THINGS TO DO:
- A) In the James Blair biography, reproduce word for word the passage between "Personal details" and "Jacksonian (after 1825)", inclusive.
- B) Continue the James Blair biography, starting right after its final sentence.

SELECTED PASSAGE:
⟨

Member of the U.S. House of Representatives from South Carolina's 8th district
- In office March 4, 1829 – April 1, 1834
- Preceded by: John Carter
- Succeeded by: Richard Irvine Manning I

Member of the U.S. House of Representatives from South Carolina's 9th district
- In office March 4, 1821 – May 8, 1822
- Preceded by: Joseph Brevard
- Succeeded by: John Carter

Personal details
- Born: September 26, 1786 Waxhaws, Lancaster County, South Carolina
- Died: April 1, 1834 (aged 47) Washington, D.C.
- Resting place: Congressional Cemetery, Washington, D.C.
- Party: Jacksonian Democratic-Republican (until 1825)
- Other political affiliations: Jacksonian (after 1825)
- Occupation: planter

= James Blair (South Carolina politician) =

American politician (1786–1834)

James Blair (September 26, 1786 – April 1, 1834) was a United States representative from South Carolina. He was born in the Waxhaw settlement, Lancaster County, South Carolina to Sarah Douglass and William Blair, immigrants from Ireland. He engaged in planting and was also the sheriff of Lancaster District. He owned slaves.

⟩

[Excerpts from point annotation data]
⟨

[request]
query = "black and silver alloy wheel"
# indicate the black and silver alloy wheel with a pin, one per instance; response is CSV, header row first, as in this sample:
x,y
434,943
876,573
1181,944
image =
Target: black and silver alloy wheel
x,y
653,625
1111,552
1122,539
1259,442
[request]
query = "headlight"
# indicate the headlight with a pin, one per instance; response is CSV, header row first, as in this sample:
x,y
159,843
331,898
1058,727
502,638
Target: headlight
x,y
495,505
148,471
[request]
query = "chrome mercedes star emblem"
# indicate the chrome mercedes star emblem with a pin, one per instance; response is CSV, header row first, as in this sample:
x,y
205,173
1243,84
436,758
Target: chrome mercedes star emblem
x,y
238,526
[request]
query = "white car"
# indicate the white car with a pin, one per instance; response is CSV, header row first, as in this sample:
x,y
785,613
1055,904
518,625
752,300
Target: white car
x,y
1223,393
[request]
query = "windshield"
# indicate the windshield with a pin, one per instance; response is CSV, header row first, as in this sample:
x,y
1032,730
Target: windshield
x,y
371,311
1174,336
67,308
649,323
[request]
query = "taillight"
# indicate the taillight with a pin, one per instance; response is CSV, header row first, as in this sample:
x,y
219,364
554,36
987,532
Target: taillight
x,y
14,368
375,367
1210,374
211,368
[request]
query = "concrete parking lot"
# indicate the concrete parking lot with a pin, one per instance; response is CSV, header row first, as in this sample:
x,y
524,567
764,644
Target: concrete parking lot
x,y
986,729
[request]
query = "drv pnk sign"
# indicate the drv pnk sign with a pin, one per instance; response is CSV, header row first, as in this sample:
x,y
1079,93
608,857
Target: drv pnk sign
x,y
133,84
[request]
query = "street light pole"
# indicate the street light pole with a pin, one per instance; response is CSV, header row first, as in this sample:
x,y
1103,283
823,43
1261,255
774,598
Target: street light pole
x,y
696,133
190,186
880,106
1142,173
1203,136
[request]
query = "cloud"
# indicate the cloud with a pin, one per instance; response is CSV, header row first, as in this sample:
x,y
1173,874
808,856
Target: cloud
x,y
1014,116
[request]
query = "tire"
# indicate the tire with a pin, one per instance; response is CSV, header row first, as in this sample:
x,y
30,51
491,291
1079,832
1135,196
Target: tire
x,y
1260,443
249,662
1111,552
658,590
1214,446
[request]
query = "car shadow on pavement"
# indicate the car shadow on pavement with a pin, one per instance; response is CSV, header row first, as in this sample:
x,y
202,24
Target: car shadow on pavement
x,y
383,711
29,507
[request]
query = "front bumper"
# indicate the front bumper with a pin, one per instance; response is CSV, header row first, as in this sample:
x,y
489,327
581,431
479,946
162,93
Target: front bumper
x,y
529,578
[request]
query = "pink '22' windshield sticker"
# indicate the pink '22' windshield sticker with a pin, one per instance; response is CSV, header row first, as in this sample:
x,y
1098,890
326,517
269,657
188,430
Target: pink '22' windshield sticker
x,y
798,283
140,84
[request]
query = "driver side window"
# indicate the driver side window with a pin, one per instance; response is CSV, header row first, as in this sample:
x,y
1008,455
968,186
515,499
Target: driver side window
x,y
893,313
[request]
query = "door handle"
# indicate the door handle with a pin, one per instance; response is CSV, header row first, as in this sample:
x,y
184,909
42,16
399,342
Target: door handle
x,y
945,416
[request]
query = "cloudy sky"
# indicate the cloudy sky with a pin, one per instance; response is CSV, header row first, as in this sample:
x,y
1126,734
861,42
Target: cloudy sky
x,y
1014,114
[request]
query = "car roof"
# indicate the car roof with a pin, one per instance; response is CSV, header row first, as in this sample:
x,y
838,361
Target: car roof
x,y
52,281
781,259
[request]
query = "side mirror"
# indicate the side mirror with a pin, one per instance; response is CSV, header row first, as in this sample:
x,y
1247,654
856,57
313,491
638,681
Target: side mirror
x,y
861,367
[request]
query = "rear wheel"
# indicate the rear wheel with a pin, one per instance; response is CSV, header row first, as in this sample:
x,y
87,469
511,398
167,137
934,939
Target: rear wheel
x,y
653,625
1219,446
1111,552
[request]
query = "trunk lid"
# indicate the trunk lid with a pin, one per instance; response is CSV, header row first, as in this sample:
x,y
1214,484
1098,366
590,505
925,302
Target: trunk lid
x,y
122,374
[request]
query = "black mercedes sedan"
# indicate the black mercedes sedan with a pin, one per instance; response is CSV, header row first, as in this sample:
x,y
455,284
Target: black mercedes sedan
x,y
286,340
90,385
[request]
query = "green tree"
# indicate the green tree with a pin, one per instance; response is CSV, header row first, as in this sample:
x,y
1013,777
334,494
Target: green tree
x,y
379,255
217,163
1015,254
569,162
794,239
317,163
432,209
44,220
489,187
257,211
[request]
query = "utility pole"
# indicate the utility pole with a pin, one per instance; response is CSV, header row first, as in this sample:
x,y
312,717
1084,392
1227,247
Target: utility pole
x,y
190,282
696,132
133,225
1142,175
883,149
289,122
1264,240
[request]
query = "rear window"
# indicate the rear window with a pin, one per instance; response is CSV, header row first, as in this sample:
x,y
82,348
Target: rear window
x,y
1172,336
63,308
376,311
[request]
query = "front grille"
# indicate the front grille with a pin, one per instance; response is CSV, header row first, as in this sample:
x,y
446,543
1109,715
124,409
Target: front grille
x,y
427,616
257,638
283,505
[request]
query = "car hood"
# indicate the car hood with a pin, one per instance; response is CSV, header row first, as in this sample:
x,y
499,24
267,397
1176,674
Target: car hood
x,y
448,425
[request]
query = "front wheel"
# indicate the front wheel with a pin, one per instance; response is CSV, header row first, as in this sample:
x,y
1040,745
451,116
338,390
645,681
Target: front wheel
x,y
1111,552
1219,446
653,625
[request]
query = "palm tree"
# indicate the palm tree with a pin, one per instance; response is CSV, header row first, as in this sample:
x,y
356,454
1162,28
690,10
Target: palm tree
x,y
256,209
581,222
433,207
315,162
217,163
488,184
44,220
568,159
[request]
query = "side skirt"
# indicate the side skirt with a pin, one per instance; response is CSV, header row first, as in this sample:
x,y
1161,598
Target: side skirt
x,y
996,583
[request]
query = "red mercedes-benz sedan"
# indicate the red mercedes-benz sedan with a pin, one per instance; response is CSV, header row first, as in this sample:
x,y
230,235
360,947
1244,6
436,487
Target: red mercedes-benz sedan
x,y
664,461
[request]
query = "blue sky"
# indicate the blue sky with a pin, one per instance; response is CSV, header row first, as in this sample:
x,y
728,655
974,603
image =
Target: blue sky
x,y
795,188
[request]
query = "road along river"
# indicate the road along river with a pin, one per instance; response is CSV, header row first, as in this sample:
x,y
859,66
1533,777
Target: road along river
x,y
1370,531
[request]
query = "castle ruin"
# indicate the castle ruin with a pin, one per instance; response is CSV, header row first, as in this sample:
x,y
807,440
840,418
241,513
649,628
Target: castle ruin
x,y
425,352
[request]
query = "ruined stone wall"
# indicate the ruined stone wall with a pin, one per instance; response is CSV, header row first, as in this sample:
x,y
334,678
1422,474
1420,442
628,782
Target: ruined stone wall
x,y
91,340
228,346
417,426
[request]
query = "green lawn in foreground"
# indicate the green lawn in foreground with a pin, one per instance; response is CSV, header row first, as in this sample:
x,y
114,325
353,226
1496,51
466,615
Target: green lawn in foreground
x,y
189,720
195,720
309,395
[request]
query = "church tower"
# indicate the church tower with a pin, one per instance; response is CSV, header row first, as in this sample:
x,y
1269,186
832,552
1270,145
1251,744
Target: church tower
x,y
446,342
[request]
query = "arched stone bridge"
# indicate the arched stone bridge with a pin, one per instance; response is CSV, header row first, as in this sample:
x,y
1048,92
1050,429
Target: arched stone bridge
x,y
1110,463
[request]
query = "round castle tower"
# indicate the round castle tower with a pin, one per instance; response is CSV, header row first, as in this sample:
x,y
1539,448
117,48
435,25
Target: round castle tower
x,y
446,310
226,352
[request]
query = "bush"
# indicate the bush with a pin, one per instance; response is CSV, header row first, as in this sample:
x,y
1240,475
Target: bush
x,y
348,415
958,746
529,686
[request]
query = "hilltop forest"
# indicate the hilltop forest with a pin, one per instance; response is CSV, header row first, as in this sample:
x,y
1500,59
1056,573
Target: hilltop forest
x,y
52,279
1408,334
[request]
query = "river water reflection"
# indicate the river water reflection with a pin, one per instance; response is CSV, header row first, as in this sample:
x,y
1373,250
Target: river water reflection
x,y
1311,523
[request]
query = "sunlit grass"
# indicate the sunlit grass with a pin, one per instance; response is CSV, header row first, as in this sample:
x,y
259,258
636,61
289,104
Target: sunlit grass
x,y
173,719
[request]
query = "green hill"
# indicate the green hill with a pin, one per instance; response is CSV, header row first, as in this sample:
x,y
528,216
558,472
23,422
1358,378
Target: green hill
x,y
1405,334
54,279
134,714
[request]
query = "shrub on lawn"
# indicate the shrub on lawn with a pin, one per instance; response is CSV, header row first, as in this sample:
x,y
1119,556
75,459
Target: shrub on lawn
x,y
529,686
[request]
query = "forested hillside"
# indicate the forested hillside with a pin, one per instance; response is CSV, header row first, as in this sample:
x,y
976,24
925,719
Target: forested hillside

⟩

ANSWERS TO THE PROBLEMS:
- A)
Personal details
- Born: September 26, 1786 Waxhaws, Lancaster County, South Carolina
- Died: April 1, 1834 (aged 47) Washington, D.C.
- Resting place: Congressional Cemetery, Washington, D.C.
- Party: Jacksonian Democratic-Republican (until 1825)
- Other political affiliations: Jacksonian (after 1825)

- B)
Blair was elected as a Democratic-Republican to the Seventeenth Congress and served from March 4, 1821, to May 8, 1822, when he resigned. He was elected as a Jacksonian to the Twenty-first through Twenty-third Congresses and served from March 4, 1829, until his death in Washington, D.C., on April 1, 1834.

Under date of December 24, 1833, John Quincy Adams records in his diary that Blair "had knocked down and very severely beaten Duff Green, editor of the Telegraph..." He paid "three hundred dollars fine for beating and breaking the bones" of Green. Adams subsequently characterized Blair as "... an honest and very intelligent man ruined by the habits of intemperance and maddended with opium."

Under date of April 2, 1834, Adams records in his diary that Blair "shot himself last evening at his lodgings ... after reading part of an affectionate letter from his wife, to Governor Murphy, of Alabama who was alone in the chamber with him, and a fellow-lodger at the same house."
He was buried in Congressional Cemetery; his tombstone inscription includes his command as General of the South Carolina 5th Militia Brigade.

==See also==
- List of members of the United States Congress who died in office (1790–1899)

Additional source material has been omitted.